Learning to Control
Smart and Data-Driven Formal Methods for Cyber-Physical Systems control
The engineered systems surrounding us are increasingly hard to control. Not only the complicated interaction of the physical processes with the machines that control them, but also specifications (cyber-security, safety, privacy, resilience, resource-efficiency, decentralization) are more and more complex, and critical. Last but not least, in an increasing number of situations, no model of the system is available (or the model is too complex), and one needs to learn
the optimal way of controlling the system by the mere observation of data.Our technological world is living a paradigm shift, which is often coined as the Cyber-Physical Revolution, or the Industry 4.0.
In view of these specificities, the only sensible way of controlling these complex systems is often by discretizing the different variables, thus transforming the model into a simple combinatorial problem on a finite-state automaton, called an abstraction of this system. Until now, this approach has not been proved useful beyond small academic examples as it scales very poorly.

• **Given instruction A**
From the passage on controlling cyber-physical systems, write out the part starting with "In view of these" and going on through "scales very poorly.".
• **Given instruction B**
In the passage on controlling cyber-physical systems, what is the finite-state automaton made by discretizing the variables called?

• **Supplied records**
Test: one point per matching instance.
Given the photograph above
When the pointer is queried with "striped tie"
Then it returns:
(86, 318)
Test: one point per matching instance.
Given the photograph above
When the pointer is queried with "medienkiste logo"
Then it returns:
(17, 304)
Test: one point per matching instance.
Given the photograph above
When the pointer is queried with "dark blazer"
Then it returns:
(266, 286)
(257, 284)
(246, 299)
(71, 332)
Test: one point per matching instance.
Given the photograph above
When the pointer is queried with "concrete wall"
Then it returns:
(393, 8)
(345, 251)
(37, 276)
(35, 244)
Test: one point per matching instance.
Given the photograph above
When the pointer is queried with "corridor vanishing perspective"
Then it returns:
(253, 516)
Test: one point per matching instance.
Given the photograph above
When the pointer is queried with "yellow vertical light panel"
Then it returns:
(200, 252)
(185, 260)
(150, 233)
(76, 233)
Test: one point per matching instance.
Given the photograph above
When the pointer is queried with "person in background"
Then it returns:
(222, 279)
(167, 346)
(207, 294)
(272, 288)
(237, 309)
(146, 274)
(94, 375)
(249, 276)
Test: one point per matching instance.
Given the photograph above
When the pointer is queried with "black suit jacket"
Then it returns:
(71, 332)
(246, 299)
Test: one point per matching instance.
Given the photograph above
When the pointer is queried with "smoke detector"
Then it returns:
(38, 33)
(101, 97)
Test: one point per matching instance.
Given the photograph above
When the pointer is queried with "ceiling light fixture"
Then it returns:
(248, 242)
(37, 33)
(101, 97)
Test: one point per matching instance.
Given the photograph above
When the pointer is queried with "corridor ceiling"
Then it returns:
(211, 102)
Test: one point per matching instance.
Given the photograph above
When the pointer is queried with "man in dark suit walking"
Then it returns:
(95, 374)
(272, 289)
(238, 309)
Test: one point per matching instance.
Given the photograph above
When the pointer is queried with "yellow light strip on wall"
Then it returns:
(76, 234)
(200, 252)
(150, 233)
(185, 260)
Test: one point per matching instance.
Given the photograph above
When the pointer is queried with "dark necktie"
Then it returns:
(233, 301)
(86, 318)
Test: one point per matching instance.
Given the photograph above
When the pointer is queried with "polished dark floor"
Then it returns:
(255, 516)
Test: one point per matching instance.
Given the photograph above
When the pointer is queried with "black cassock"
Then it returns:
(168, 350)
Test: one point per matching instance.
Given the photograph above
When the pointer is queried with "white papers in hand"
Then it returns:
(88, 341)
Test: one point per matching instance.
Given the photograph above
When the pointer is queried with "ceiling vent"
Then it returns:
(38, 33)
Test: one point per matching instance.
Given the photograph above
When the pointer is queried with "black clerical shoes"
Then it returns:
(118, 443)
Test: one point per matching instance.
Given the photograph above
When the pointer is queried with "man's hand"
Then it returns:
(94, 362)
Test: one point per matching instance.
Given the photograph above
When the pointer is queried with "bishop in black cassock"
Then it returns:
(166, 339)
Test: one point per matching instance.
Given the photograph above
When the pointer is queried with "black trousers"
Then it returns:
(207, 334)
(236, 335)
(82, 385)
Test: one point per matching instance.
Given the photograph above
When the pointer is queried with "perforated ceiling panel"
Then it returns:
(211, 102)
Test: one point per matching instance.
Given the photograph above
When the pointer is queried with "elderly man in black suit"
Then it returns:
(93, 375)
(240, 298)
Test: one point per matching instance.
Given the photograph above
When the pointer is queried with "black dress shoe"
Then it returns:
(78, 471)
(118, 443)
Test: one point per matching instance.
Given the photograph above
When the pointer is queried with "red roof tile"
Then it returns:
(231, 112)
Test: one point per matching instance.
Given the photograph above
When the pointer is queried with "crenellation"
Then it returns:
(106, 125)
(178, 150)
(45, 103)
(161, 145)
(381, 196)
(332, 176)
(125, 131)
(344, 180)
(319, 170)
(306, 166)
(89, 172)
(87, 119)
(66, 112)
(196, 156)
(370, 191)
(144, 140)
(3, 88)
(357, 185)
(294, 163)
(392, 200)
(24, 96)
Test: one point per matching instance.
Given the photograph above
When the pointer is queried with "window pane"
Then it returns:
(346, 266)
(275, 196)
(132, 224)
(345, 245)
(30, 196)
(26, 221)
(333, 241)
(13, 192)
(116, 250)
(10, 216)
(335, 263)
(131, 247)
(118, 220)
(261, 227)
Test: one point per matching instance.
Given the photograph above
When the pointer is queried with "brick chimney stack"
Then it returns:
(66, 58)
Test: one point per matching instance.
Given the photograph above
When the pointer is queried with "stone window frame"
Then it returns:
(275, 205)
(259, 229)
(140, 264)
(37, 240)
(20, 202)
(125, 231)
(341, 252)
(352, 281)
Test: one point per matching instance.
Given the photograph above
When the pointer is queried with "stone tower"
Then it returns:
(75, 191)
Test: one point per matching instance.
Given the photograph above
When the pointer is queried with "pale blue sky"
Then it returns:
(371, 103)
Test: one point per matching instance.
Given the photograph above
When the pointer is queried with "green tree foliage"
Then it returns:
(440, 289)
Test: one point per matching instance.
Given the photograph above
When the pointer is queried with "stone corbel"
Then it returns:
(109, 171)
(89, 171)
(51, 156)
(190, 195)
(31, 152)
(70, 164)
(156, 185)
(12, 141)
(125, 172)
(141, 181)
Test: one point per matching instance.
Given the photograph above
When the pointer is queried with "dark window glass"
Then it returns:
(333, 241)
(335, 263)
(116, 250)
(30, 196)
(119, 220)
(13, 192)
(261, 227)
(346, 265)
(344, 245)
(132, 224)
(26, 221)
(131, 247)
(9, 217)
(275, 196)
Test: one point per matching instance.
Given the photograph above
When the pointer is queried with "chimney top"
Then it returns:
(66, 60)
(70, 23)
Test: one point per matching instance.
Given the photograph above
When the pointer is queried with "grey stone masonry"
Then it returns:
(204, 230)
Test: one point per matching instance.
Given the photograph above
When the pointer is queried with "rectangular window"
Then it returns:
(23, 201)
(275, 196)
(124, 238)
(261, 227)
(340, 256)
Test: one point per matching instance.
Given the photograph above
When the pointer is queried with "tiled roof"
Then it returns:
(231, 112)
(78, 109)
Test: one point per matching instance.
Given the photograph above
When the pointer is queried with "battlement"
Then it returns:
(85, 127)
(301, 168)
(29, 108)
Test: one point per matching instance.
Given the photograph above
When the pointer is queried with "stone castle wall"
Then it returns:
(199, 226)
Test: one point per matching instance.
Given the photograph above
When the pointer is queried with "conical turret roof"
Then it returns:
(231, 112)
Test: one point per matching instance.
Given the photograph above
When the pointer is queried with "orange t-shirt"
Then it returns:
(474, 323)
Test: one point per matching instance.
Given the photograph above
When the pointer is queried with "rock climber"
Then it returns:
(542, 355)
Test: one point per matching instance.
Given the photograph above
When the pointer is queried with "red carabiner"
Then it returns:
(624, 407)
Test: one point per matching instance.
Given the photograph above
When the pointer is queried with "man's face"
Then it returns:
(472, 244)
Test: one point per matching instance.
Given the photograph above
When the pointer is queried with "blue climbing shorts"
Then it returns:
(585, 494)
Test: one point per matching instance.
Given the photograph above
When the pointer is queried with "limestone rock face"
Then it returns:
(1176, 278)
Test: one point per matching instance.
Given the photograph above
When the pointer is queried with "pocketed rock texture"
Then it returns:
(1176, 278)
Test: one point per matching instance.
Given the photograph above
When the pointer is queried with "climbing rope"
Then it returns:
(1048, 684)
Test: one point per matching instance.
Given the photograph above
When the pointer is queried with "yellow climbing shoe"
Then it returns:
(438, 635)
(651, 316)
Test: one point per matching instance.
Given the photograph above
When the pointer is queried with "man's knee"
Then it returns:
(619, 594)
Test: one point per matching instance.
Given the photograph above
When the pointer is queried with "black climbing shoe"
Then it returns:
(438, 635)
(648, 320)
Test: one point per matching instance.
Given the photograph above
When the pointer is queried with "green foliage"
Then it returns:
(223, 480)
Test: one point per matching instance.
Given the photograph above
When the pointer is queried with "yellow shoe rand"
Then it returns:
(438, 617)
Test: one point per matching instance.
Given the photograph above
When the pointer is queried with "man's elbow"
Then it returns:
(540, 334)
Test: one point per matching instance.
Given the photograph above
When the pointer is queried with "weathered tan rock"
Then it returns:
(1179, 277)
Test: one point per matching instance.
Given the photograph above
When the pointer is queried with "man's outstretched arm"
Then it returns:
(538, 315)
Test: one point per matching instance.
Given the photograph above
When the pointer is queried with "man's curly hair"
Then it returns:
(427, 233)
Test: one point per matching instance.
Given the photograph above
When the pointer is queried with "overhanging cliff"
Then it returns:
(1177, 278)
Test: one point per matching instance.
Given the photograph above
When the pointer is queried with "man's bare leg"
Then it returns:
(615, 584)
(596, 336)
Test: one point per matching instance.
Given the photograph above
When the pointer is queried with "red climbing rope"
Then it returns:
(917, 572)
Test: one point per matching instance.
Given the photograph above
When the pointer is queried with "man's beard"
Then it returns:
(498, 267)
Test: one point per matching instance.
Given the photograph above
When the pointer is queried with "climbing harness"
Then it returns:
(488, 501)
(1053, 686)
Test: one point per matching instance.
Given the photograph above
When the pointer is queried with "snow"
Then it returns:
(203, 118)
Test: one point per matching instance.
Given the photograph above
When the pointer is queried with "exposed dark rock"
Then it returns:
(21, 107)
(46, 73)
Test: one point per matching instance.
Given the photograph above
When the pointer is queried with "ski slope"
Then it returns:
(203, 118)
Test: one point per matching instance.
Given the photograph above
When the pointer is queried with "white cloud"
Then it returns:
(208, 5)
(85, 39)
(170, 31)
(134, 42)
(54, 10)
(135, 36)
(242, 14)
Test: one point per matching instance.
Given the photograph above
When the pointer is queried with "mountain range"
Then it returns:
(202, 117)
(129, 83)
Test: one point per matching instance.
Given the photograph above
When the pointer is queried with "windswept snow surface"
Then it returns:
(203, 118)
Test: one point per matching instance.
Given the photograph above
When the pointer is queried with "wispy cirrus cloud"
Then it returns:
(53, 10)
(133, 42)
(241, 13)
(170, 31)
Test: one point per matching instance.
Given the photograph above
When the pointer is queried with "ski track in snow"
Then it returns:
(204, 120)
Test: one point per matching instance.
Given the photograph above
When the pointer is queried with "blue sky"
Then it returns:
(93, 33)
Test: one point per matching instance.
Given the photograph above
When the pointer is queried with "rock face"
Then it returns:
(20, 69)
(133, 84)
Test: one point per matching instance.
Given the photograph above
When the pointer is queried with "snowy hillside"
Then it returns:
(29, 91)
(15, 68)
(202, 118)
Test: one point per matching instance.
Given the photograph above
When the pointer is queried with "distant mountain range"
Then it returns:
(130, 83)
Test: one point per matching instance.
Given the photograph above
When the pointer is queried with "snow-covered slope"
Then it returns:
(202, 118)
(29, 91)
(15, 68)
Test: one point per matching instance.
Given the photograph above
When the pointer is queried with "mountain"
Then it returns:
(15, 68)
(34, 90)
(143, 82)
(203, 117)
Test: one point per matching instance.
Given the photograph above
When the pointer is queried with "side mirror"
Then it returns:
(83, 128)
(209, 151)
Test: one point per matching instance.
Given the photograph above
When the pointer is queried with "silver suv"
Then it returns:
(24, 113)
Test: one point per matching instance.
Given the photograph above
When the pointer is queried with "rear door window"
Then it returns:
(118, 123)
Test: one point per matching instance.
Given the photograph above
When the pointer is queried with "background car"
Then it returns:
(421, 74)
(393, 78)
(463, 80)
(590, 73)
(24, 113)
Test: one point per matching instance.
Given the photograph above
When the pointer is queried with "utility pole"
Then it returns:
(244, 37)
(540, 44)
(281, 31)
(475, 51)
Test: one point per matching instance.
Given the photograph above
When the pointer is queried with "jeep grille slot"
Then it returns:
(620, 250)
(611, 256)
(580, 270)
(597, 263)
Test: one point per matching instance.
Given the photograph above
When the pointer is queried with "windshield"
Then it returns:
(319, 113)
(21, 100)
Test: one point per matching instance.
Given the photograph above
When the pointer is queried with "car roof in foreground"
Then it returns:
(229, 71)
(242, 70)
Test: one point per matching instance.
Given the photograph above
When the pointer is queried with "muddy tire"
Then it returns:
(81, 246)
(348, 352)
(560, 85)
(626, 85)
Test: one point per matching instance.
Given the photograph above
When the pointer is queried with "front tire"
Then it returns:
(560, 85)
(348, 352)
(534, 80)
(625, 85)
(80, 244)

• **Answer A**
In view of these specificities, the only sensible way of controlling these complex systems is often by discretizing the different variables, thus transforming the model into a simple combinatorial problem on a finite-state automaton, called an abstraction of this system. Until now, this approach has not been proved useful beyond small academic examples as it scales very poorly.

• **Answer B**
An abstraction of the system.